● Passage shown:
Unlike the last two we've sat through, today's Galaxy Unpacked isn't all about a pricey new Samsung flagship phone — instead, the star is a relatively cheap one. (Emphasis on "relatively.") After weeks of spot-on leaks, the Galaxy S20 Fan Edition is here, and for Samsung, this launch couldn't come soon enough.

We'll get to why that is soon — for now, it's important to note that the Fan Edition is a fascinating blend of premium and mid-range. It packs the same Snapdragon 865 chipset used in the original S20 series, except it's paired with just 6GB of RAM instead of the standard 12GB. Its 6.5-inch Super AMOLED screen can refresh at rates as high as 120Hz, but its resolution is capped at Full HD. (You know, just like the regular Note 20.) It also comes with 128GB of onboard storage, though you can supplement that with as much as 1TB of space with the right microSD card. And while the S20 Fan Edition's screen size puts it right between the S20 and the S20 Plus, it uses the same 4,500mAh battery as the latter.

● Supplied entries:

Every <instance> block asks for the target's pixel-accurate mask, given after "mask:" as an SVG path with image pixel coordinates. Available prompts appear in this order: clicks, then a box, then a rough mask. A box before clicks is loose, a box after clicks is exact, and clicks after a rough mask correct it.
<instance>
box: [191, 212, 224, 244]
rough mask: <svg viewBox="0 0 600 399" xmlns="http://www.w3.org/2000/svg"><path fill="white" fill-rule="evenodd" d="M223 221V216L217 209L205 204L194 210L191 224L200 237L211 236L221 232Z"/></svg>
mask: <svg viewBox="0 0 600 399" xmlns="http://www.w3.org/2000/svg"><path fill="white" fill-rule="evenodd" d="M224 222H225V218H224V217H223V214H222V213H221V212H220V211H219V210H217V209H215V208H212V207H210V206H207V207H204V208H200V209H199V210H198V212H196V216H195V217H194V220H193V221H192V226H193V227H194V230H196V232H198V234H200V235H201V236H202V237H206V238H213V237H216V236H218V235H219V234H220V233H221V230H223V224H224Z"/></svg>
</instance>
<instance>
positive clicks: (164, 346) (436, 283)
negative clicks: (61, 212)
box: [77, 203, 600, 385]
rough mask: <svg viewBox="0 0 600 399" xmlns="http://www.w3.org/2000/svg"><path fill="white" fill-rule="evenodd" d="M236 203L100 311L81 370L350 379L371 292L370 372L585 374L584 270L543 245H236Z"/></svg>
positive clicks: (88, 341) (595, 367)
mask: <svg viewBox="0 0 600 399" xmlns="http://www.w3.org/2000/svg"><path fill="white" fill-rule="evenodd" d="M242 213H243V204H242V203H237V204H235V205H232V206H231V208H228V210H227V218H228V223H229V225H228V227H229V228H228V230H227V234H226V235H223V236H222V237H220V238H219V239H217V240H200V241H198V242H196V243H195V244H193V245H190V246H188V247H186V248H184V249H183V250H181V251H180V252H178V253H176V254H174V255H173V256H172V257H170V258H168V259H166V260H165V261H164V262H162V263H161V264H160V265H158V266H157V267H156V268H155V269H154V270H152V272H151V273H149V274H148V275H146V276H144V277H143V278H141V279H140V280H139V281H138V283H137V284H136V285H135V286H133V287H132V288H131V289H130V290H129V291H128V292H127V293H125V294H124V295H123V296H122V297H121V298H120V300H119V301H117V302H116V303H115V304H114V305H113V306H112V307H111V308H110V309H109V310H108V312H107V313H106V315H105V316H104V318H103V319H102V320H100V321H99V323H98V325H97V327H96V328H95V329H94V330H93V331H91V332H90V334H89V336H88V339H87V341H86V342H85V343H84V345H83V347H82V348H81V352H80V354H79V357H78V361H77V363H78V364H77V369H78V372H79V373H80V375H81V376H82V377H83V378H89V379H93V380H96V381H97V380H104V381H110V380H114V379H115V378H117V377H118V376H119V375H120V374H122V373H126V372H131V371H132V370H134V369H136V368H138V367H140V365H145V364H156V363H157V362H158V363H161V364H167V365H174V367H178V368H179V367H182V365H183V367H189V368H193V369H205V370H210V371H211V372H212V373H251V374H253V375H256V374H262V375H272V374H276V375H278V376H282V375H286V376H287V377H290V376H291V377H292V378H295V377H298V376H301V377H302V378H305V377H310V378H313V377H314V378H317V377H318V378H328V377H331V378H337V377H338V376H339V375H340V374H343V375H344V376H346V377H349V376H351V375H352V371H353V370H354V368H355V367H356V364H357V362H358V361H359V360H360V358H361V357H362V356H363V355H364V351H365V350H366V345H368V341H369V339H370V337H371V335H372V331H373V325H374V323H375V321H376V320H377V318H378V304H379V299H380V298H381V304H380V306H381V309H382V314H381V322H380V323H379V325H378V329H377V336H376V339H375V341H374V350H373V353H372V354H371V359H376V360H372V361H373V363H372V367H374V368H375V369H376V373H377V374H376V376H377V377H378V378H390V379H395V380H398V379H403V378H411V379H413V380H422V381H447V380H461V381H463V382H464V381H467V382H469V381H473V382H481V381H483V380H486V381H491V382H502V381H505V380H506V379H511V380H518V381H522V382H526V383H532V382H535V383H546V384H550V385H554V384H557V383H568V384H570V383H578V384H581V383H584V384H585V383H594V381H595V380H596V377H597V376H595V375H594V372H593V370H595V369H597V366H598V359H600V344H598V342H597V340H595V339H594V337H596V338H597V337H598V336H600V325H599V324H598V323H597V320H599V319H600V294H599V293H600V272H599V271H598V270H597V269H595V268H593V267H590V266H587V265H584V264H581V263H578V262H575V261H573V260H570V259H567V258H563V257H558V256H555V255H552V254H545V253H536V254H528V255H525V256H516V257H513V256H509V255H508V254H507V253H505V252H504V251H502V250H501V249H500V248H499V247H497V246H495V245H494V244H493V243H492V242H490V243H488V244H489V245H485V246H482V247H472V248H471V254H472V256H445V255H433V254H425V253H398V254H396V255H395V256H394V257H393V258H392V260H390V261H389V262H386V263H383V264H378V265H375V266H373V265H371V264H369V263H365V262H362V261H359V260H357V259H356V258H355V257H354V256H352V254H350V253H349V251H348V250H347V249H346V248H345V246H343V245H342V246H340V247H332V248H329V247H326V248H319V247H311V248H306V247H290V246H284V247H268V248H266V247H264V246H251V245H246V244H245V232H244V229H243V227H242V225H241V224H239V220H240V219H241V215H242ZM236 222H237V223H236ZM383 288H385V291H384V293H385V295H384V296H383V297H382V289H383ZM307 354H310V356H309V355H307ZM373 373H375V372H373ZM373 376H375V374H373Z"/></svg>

● Exercise prompt: In the Galaxy S20 Fan Edition article, how much RAM is paired with the phone's Snapdragon 865 chipset?

● Task output: 6GB